Dataset entries.
+---+
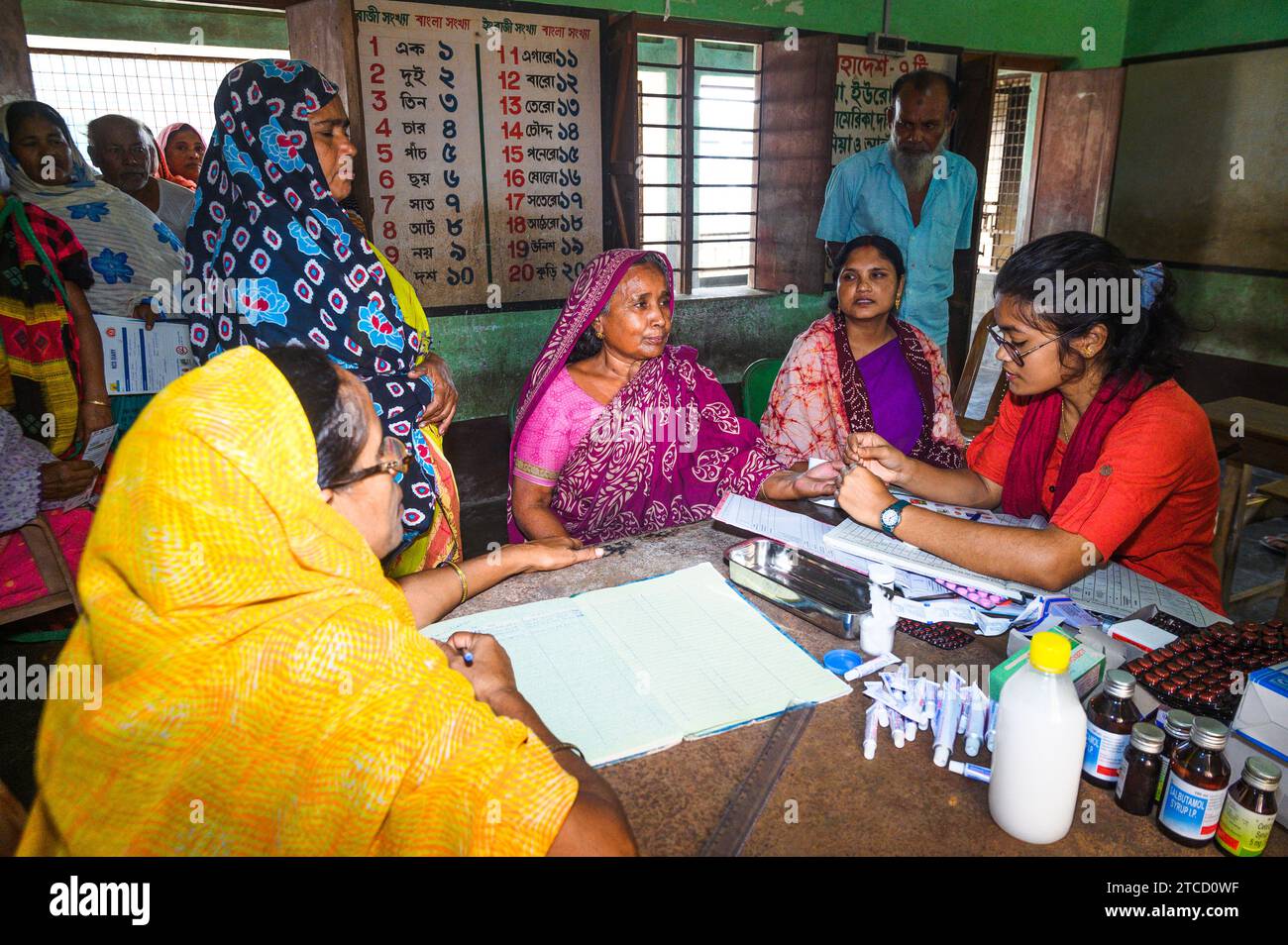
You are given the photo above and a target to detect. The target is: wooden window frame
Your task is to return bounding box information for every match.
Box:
[632,16,778,295]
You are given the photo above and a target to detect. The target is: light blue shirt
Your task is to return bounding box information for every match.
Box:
[816,145,976,349]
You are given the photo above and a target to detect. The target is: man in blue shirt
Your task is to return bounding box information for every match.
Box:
[816,69,976,352]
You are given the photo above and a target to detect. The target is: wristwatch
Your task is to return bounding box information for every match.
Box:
[881,498,912,538]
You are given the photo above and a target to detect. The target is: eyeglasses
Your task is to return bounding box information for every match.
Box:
[988,325,1082,367]
[322,437,411,489]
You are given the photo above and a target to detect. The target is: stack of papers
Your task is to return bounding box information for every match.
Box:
[421,564,850,765]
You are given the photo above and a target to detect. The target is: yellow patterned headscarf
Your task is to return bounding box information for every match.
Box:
[20,348,577,856]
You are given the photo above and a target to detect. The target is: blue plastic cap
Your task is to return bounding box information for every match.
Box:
[823,650,863,676]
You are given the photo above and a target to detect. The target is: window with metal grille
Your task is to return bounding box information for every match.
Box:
[979,73,1031,271]
[636,35,760,293]
[31,49,268,154]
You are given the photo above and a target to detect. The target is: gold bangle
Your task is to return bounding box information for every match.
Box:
[443,562,471,606]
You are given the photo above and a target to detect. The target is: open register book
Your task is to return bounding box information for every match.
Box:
[421,564,851,766]
[823,515,1225,627]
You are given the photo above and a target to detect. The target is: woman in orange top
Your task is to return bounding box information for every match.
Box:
[838,232,1221,611]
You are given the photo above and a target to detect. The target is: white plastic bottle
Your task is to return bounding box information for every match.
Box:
[988,632,1087,843]
[859,562,899,657]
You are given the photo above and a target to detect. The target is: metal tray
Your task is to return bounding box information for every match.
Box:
[725,538,872,640]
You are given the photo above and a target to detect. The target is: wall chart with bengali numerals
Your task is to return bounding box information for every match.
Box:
[355,0,604,309]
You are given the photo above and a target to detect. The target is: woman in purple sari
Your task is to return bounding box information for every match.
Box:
[509,250,837,543]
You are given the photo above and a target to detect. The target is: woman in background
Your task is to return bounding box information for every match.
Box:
[156,121,206,190]
[760,236,965,469]
[840,232,1221,613]
[0,102,183,327]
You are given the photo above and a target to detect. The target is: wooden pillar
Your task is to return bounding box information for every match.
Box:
[286,0,374,225]
[0,0,36,102]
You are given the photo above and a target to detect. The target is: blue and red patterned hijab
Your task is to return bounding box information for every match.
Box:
[184,59,448,543]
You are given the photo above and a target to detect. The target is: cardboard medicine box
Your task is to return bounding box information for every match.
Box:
[1225,662,1288,826]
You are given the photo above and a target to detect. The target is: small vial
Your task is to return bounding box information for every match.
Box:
[1154,709,1194,800]
[1216,755,1283,856]
[1115,722,1166,816]
[1082,670,1140,788]
[1158,716,1231,847]
[859,562,899,657]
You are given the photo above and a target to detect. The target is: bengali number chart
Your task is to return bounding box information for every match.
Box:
[355,3,602,308]
[832,43,957,166]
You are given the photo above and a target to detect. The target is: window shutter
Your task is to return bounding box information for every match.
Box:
[755,35,837,295]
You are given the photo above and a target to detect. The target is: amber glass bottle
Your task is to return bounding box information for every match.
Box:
[1082,670,1140,788]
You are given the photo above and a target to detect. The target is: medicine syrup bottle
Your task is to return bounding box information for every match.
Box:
[1082,670,1140,788]
[1216,755,1283,856]
[1154,709,1194,800]
[1158,716,1231,847]
[1115,722,1164,815]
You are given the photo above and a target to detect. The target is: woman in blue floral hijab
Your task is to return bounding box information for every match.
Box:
[0,100,183,326]
[184,59,461,576]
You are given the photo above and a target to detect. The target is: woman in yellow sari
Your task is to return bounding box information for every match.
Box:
[20,348,634,856]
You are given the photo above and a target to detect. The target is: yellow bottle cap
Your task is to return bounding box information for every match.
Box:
[1029,630,1073,674]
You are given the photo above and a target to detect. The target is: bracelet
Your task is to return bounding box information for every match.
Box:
[443,562,471,606]
[546,742,587,761]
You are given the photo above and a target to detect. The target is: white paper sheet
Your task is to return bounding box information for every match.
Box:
[421,564,850,765]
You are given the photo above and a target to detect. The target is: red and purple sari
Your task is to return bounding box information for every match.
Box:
[506,250,782,543]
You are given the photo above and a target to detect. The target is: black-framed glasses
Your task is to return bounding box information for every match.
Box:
[988,325,1082,367]
[322,437,411,489]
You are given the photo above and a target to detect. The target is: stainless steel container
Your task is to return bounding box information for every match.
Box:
[725,538,872,640]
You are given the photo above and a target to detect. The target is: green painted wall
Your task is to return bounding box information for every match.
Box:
[1124,0,1288,57]
[22,0,288,49]
[23,0,1288,420]
[1124,0,1288,367]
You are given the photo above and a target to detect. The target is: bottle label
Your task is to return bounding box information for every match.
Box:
[1158,778,1231,839]
[1216,797,1275,856]
[1082,722,1130,781]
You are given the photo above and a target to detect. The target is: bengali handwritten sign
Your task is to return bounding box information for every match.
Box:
[355,0,602,308]
[832,43,957,166]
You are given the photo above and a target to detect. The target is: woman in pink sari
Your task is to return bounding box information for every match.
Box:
[760,236,965,469]
[509,250,837,542]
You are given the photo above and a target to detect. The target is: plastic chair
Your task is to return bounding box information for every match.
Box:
[742,358,783,426]
[0,515,81,624]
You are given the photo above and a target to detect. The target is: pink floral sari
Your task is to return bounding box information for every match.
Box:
[760,312,966,469]
[506,250,781,543]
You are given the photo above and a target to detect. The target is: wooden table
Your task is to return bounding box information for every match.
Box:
[1203,396,1288,618]
[452,514,1288,856]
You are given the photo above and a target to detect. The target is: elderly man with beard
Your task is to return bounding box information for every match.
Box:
[85,115,193,244]
[816,69,976,349]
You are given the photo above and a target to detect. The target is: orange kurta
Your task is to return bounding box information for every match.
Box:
+---+
What the exercise asks. Copy out all of the material above with "image" substituted for every "photo" and nothing else changed. Omit the pictures.

Output.
You are given the image above and a target to detect. The target is: wooden window frame
Your task is to return bounding box information for every match.
Box:
[632,16,778,295]
You are given the image above and a target to detect. The target is: light blue shirt
Your task is to return bounding box information for every match.
Box:
[816,145,976,349]
You are given the image above and a target to detect. The target is: man in blue shirt
Your task is to return bounding box information for every match.
Box:
[816,69,976,352]
You are given the image above and a target to detect. The target is: wristwatch
Your task is to return bounding box information for every match.
Box:
[881,498,912,538]
You are given the image above and a target to detect. The target is: eyeglasses
Your task is to return bounding box information for every match.
Box:
[988,325,1082,367]
[322,437,411,489]
You are given the image above and a target to detect. The target is: stack of papers
Your task is to return bounding box information for every match.
Box:
[421,564,850,765]
You are given the image above and a target to detect. The target is: yellow patterned headscarf
Your task is to return bounding box information for every match.
Box:
[20,348,577,856]
You are given the image above and a target to detect. The target is: blue plastic cap
Your task is to return bounding box information for every match.
Box:
[823,650,863,676]
You are given the image above and a target to detect. The target is: window with metal grille
Your task is to return bounding box information for every match.
Box:
[979,73,1031,271]
[636,35,760,293]
[31,49,268,154]
You are given the image above and a target to detect. The target is: gold bangle
Your task is to return bounding box information for every match.
Box:
[443,562,471,606]
You are given the image above and a target to detect. The target is: open register book
Your task is to return bounding box information for every match.
Box:
[421,564,851,766]
[823,515,1225,627]
You are given the image above and a target to detect. The target is: woman in orange top
Your task is to return bounding box information for every match.
Box:
[838,232,1221,611]
You are given the image above and a target to detect. The target is: white plastic bottle
Your task is to return bounding box information for every match.
Box:
[988,632,1087,843]
[859,562,899,657]
You are given the image above and a target to detect. The target is: metal tray
Your task is to return bounding box information for every match.
Box:
[725,538,872,640]
You are given the image above and a target to detect. The target is: wall chart with bengali numerals
Your task is to return bounding box information for every match.
Box:
[355,0,604,309]
You are given the image above and a target to detect. The target is: woman in purple sari
Your task is to return bounding box information for every match.
Box:
[509,250,837,543]
You are given the image above and a target to detect. The target is: woman in background
Your task is to return bounding box information for every match.
Box:
[156,121,206,190]
[760,236,965,469]
[840,232,1221,613]
[0,102,183,327]
You are given the image above and a target to detect. The target is: wooden pillar
Your task is to return bounding box information for every match.
Box:
[286,0,374,225]
[0,0,36,102]
You are given the image above and a target to detect. The target is: blue and red patterned hijab
Your task is to return bounding box information for every match.
Box:
[184,59,448,543]
You are given the image above and a target to detect. The target is: cardboard medicine box
Your task is to return bounding box information for every match.
Box:
[1225,662,1288,826]
You are given the image above and a target to detect. The target is: small vial
Your task is to return bounding box information for every match.
Box:
[1154,709,1194,800]
[1216,755,1283,856]
[1115,722,1166,816]
[1082,670,1140,788]
[1158,716,1231,847]
[859,562,899,657]
You are given the image above and a target to detect. The target is: bengali number chart
Your task is to return bounding box information for every match.
Box:
[355,3,602,308]
[832,43,957,166]
You are given the image above and a target to detect. The target is: window shutter
Your task is to return bounding box information for every match.
Box:
[755,35,837,295]
You are given the image above and a target to detect. The target is: amber glass bottle
Your task is to return bounding box information for every match.
Box:
[1082,670,1140,788]
You are given the image above and a target to detect. The target is: medicine syrup bottle
Your task is to return bounding box information for every match.
Box:
[1082,670,1140,788]
[1216,755,1283,856]
[1154,709,1194,800]
[1158,716,1231,847]
[1115,722,1164,815]
You are given the image above and a target to detect. The target is: woman in blue floral hijab
Your task is to return bounding box information for every match.
Box:
[0,100,183,326]
[184,59,461,576]
You are given the image above and a target to detect. The target is: woman in yellow sari
Your task is to return bounding box information for every match.
Box:
[20,348,634,856]
You are given the image above and a target to detect. The target is: yellow bottle cap
Your task is to return bounding box information for every match.
Box:
[1029,630,1073,674]
You are given the image above and a target to detect. The target is: bracelet
Your task is to return bounding box information for every match.
Box:
[443,562,471,606]
[546,742,587,761]
You are given the image above and a target to detect. The target is: white paper sheet
Your task is to return bounding box information for every match.
Box:
[421,564,850,765]
You are given the image above and a target to detect. The target is: red and purple sari
Your task is to return bounding box information for every match.
Box:
[506,250,782,543]
You are given the image above and a target to detect. The target is: black-framed glasses
Your task is to return bounding box information for every match.
Box:
[988,325,1082,367]
[322,437,411,489]
You are given the image above and a target to detect. The target is: stainless steel container
Your task is to return bounding box information for every match.
Box:
[725,538,872,640]
You are given the image above and a target to detect. The target is: green painted wall
Your task is to return bounding box information for every match.
Box:
[1124,0,1288,57]
[22,0,288,49]
[23,0,1288,420]
[1124,0,1288,367]
You are given the image above and a target to detect. The target is: bottle label
Your task is to return bounding box information for every match.
Box:
[1158,778,1231,839]
[1216,797,1275,856]
[1082,722,1130,781]
You are given the image above and a target to detect. The target is: bengali handwritten sign
Your task is to return bounding box information for every match.
Box:
[355,0,602,308]
[832,43,957,166]
You are given the image above and a target to detect. The target is: woman in pink sari
Your task is to return bounding box information for every match.
Box:
[760,236,965,469]
[509,250,837,542]
You are given the image above and a target to detect. The target is: plastic chair
Your task is to return bounding box information for every match.
Box:
[742,358,783,426]
[0,515,81,624]
You are given the image above and a target to detect. The target is: pink floral sari
Your task is to return bounding box information for every match.
Box:
[760,312,966,469]
[506,250,781,543]
You are given the image above and a target to detect. The target is: wooden table
Your task is to return bounding box information for every match.
Box:
[1203,396,1288,618]
[452,514,1288,856]
You are given the image above and a target to detect. The target is: elderly man with beard
Your task is to return bounding box information for every match.
Box:
[85,115,193,244]
[816,69,976,349]
You are given the image above and a target to detect. The target is: orange kurta
Your task is to return bounding box information for every match.
Box:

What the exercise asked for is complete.